═════ TEXTAUSZUG
JUVE Steuermarkt: Was hat sich im Vergleich zum Referentenentwurf im Juli geändert?
Roland Graf: Ein wichtiges Thema ist dazugekommen: die Photovoltaikanlagen. Das ist schon besonders für Privatpersonen interessant, denn alles, was mit Einnahmen aus Photovoltaikanlagen zusammenhängt, ist nun von der Ertragsteuer befreit – von der Eigenentnahme bis zum Weiterverkauf von erzeugtem Strom. Zusätzlich ist vorgesehen, dass auch keine Umsatzsteuer anfallen soll auf alles, was zur Errichtung (insbesondere Lieferung und Installation) einer Photovoltaikanlage notwendig ist.

Gelten diese Regelungen auch für Unternehmen?
Es ist vor allem für Privatpersonen interessant, denn diese Regelungen sind an gewisse Kapazitäten gekoppelt. Die Nennleistungen der Anlagen, für welche die neuen Regeln gelten, ist begrenzt. Die ganz großen industriellen Photovoltaikanlagen fallen daher nicht darunter. Aber dies ist schon einmal ein Schritt in die richtige Richtung. Gerade wegen der Energieknappheit hat der Gesetzgeber hier reagiert, aber auch der Verwaltungsaufwand für den privaten Betreiber und den Fiskus reduziert sich.

Wie beurteilen Sie den Regierungsentwurf nun im Vergleich zum Referentenentwurf? 
Der Referentenentwurf hat mich maßlos enttäuscht. Der Regierungsentwurf ist ein Stück besser geworden, auch wenn man das parallele Inflationsausgleichsgesetz mit einbezieht. Damit wird die kalte Progression tatsächlich etwas abgemildert. Zusammen mit der Förderung von Photovoltaikanlagen ist man dem Steuerpflichtigen daher schon noch einmal ein Stück entgegengekommen – im Vergleich zum Stand im Juli.

Was haben eigentlich die deutschen Unternehmen von dem Jahressteuergesetz?
Das ist eine gute Frage. Also ich kann in dieser Hinsicht bislang nichts erkennen. Das Inflationsausgleichsgesetz und das Jahressteuergesetz geben für Unternehmen noch nicht allzu viel her. Ich weiß aber nicht, welche Gesetze noch geplant sind – vor allem in Bezug auf die diskutierte Energiepreisbremse, von der dann wohl auch Unternehmen profitieren könnten. Allerdings war ich auch beim Inflationsausgleichsgesetz überrascht, dass die Abmilderung der kalten Progression dann am Ende in ein gesondertes Gesetz gegossen wurde.

Wie könnte der Gesetzgeber Unternehmen auch außerhalb des Jahressteuergesetzes steuerlich unterstützen?
══════════
═════ LISTE DER DATENSÄTZE
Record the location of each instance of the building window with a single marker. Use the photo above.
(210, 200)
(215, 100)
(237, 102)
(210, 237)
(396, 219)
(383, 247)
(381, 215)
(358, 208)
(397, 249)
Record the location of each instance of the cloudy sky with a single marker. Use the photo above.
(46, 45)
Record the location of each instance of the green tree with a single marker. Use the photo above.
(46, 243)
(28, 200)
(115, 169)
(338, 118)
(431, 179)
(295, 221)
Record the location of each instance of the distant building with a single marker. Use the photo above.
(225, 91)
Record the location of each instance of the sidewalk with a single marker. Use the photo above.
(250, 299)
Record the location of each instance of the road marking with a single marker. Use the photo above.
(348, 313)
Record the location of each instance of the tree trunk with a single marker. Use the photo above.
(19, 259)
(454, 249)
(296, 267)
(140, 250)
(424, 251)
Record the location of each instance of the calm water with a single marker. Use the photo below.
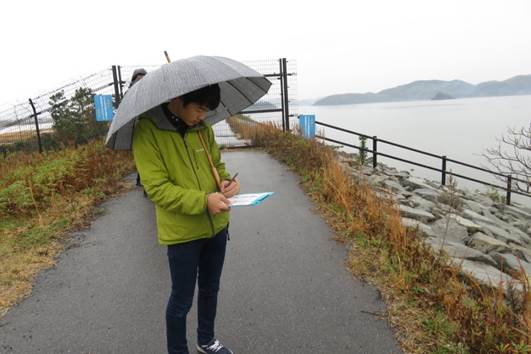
══════════
**AUFGABEN IM ÜBERBLICK:**
1. Nennen Sie alle Fragen, die im Interviewauszug an Roland Graf gestellt werden.
2. Welche Steuer soll laut Interviewauszug auf alles, was zur Errichtung einer Photovoltaikanlage notwendig ist, nicht anfallen?
3. Schreiben Sie bitte aus dem Interviewauszug alles von „Wie beurteilen Sie“ bis hinunter zu „Stand im Juli.“ ab.

**VOLLSTÄNDIGE LÖSUNGEN:**
1.
- Was hat sich im Vergleich zum Referentenentwurf im Juli geändert?
- Gelten diese Regelungen auch für Unternehmen?
- Wie beurteilen Sie den Regierungsentwurf nun im Vergleich zum Referentenentwurf?
- Was haben eigentlich die deutschen Unternehmen von dem Jahressteuergesetz?
- Wie könnte der Gesetzgeber Unternehmen auch außerhalb des Jahressteuergesetzes steuerlich unterstützen?

2. Die Umsatzsteuer.

3.
Wie beurteilen Sie den Regierungsentwurf nun im Vergleich zum Referentenentwurf? 
Der Referentenentwurf hat mich maßlos enttäuscht. Der Regierungsentwurf ist ein Stück besser geworden, auch wenn man das parallele Inflationsausgleichsgesetz mit einbezieht. Damit wird die kalte Progression tatsächlich etwas abgemildert. Zusammen mit der Förderung von Photovoltaikanlagen ist man dem Steuerpflichtigen daher schon noch einmal ein Stück entgegengekommen – im Vergleich zum Stand im Juli.